Study questions:
A – Answer these questions from the text on East Lyme Public Schools:
(i) How many elementary schools does the district have?
(ii) What is the high school's mascot?
(iii) Until what year, at least, will the agreement with Salem to educate its high school students continue?
B – List every place name that appears in the text on East Lyme Public Schools.

Excerpt provided:
+--

East Lyme Public Schools is a school district in East Lyme, Connecticut.

The district has one high school, one middle school, and three elementary schools. It is overseen by an elected 10-member board of education that serve four-year terms.

The district also serves high school students from Salem.

High school

The high school, known as East Lyme High School (grades 9-12), is located in the village of Flanders section of East Lyme. The school mascot is Sven the Viking. It serves students from not only East Lyme but also the town of Salem, Connecticut that has no high school of its own. The agreement with Salem to educate the town's high school students will continue until at least 2039, when the current co-operative agreement between the two towns expires.

The High School's many athletic teams have consistently placed among the top in the region, capturing titles in Football, Baseball, Basketball, Soccer, Crew, Swimming, Volleyball, Cross Country, Track, Lacrosse, Tennis, Fencing, Field Hockey, Wrestling, and Marching Band.

+--

Saved entries:

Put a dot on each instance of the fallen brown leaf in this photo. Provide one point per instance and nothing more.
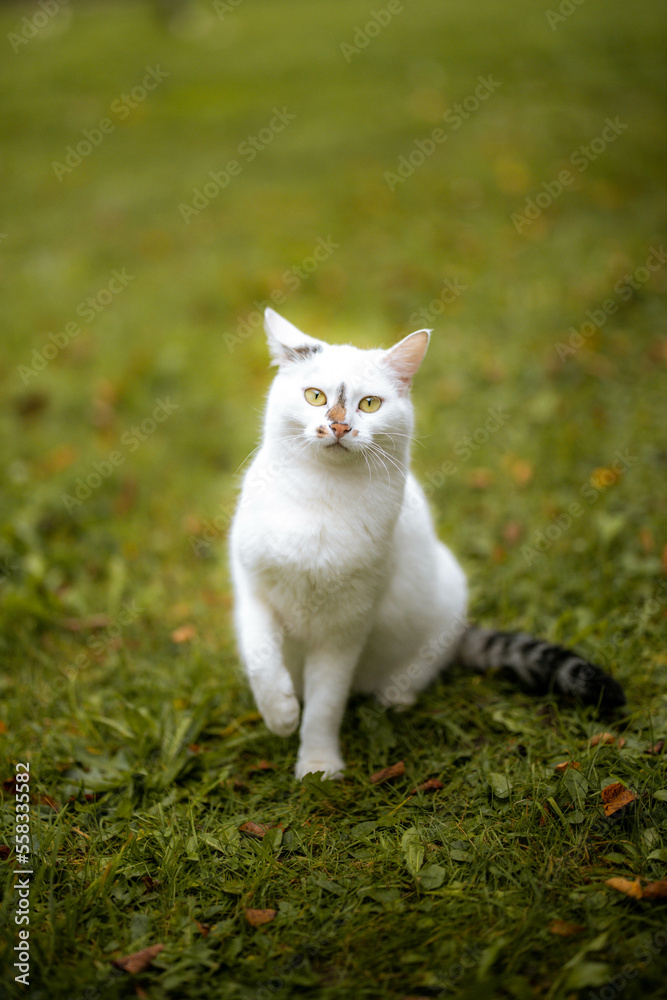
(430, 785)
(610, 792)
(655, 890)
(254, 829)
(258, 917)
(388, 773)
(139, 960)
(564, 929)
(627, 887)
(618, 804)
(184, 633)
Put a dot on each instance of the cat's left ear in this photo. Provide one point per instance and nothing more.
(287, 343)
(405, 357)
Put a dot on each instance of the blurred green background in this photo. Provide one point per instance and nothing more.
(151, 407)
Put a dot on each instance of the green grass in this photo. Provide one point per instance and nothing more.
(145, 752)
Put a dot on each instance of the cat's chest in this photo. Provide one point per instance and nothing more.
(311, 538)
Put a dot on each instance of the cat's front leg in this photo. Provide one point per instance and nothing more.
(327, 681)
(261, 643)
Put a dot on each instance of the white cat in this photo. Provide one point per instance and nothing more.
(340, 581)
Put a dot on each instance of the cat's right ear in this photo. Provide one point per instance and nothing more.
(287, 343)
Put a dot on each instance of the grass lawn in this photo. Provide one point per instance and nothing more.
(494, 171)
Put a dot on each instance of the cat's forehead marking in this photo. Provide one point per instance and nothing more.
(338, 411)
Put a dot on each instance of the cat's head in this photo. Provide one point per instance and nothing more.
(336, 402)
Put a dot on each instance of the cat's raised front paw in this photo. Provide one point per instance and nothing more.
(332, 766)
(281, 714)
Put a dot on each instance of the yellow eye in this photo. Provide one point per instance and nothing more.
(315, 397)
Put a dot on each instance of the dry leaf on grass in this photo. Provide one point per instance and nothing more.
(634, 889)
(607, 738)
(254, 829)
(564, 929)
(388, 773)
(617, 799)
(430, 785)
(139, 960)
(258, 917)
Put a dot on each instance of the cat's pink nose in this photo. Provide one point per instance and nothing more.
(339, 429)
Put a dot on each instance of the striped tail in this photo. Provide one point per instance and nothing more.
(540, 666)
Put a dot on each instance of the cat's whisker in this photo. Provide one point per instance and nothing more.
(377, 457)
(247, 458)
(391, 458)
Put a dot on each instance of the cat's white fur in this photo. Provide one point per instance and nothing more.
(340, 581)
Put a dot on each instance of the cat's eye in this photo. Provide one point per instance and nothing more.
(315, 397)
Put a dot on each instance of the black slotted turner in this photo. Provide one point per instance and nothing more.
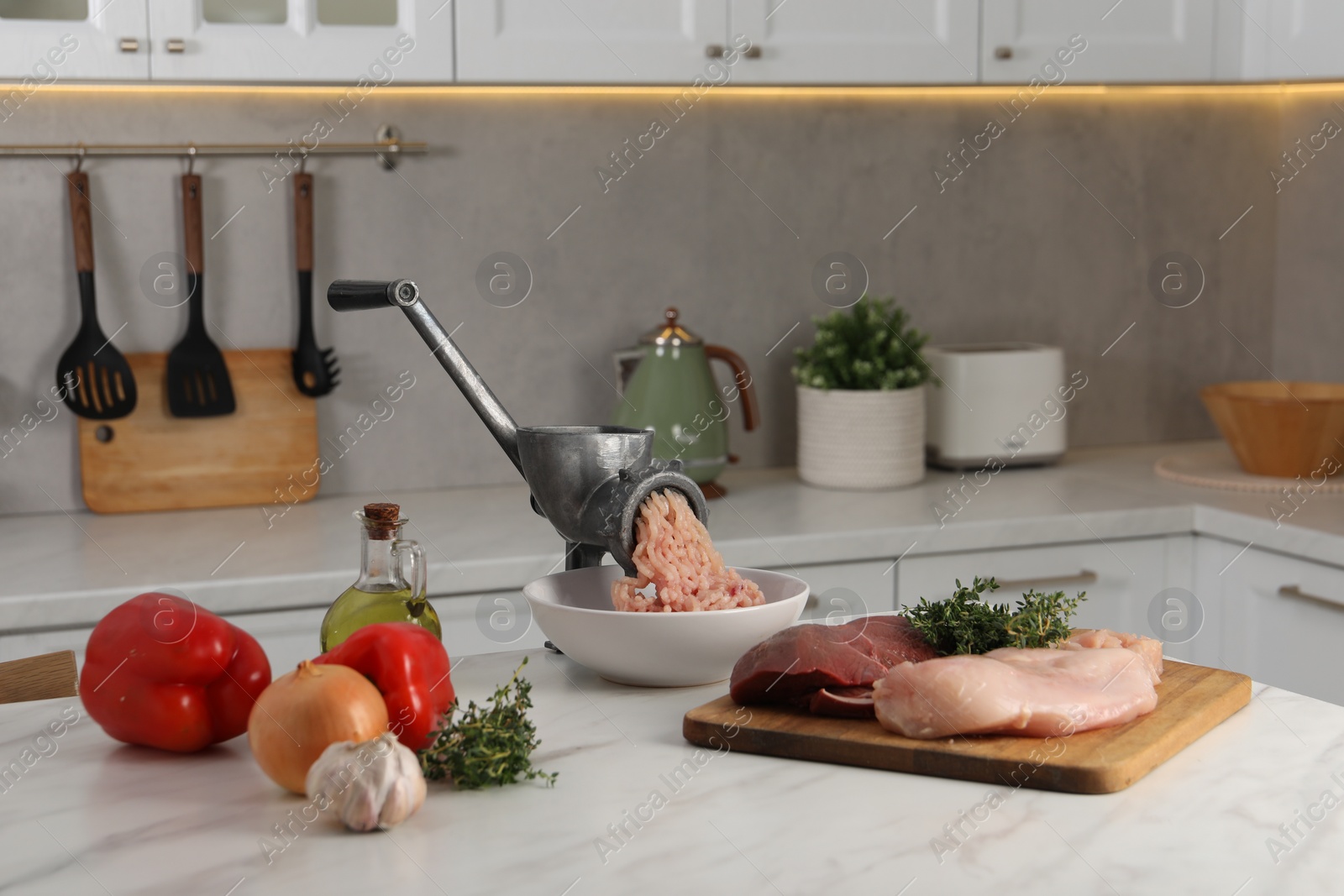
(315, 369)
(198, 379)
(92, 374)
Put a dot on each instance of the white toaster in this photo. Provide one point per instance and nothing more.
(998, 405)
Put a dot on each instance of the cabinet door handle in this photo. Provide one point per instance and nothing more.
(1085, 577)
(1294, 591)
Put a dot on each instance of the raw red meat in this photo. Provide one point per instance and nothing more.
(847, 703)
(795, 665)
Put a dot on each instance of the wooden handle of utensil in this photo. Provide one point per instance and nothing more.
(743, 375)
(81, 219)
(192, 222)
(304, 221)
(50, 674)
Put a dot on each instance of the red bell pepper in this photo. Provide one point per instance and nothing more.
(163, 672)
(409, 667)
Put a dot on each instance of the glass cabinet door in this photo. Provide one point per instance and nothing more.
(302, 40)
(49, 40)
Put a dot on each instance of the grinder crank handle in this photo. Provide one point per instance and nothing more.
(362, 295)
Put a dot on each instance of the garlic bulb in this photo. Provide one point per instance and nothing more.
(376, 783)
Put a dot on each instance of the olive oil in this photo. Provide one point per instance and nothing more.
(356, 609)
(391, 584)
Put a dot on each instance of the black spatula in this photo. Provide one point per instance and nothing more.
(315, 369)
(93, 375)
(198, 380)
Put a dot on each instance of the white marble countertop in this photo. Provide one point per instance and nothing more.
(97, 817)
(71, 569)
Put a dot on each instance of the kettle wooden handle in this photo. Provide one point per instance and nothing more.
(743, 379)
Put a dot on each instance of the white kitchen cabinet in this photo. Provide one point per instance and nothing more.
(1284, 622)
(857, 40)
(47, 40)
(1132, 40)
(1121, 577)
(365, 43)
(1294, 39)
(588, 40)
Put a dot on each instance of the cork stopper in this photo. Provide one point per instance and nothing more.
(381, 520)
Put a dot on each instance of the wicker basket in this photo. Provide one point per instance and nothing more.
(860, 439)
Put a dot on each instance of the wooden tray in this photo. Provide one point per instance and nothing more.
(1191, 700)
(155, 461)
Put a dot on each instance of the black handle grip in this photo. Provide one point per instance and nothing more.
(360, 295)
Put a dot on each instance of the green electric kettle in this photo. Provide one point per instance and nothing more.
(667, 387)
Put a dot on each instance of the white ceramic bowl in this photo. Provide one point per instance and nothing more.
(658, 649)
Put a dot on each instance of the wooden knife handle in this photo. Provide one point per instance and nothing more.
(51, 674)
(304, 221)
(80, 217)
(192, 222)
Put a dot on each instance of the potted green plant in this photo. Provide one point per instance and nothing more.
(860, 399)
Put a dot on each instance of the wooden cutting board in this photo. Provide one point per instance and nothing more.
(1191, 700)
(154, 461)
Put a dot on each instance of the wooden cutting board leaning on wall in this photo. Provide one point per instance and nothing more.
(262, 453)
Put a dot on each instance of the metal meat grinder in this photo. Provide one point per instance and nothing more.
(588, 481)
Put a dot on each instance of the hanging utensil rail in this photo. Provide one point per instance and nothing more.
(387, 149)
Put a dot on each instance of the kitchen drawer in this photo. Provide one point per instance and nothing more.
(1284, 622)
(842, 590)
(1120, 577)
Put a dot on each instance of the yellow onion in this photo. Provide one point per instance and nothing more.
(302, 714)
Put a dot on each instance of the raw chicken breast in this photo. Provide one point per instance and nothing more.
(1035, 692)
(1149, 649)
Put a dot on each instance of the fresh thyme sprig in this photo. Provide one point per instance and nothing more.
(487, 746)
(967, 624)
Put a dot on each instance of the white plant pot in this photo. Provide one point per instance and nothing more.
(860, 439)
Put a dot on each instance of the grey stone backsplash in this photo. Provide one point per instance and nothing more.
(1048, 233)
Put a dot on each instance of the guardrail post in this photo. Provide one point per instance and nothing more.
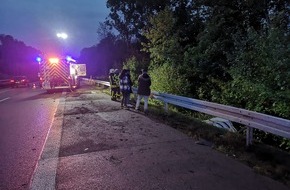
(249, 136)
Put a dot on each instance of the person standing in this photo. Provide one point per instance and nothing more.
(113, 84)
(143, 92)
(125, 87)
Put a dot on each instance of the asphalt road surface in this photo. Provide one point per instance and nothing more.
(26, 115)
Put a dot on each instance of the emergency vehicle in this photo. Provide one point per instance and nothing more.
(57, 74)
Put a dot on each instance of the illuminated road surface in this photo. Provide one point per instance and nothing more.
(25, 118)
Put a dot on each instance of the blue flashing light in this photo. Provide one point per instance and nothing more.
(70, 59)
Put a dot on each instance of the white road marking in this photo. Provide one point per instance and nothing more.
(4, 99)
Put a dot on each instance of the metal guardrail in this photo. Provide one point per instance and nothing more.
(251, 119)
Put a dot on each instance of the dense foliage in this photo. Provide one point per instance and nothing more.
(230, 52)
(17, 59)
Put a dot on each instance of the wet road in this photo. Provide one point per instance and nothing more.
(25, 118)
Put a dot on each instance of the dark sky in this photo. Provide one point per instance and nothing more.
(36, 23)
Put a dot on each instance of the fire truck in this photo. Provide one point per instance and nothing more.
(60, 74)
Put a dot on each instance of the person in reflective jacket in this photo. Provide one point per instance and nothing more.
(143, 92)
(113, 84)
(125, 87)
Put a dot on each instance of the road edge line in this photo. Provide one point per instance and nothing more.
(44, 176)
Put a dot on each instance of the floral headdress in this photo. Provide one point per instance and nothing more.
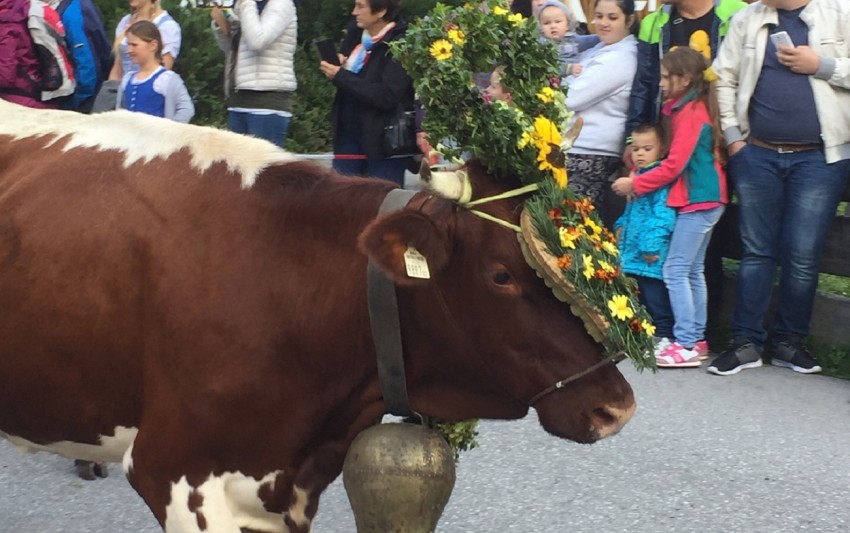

+--

Answers:
A –
(i) Three
(ii) Sven the Viking
(iii) 2039

B – East Lyme, Connecticut, Salem, Flanders